### Data entries:
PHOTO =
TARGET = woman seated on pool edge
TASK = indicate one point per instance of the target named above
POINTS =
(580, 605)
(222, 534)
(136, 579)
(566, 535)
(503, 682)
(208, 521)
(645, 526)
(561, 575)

### Task details:
Reproduce the records above line for line, with no changes.

### Solution for this exercise:
PHOTO =
TARGET = woman seated on pool edge
TASK = indicate one point per instance of the target named above
POINTS =
(580, 605)
(222, 534)
(136, 579)
(566, 535)
(503, 682)
(208, 521)
(645, 526)
(561, 575)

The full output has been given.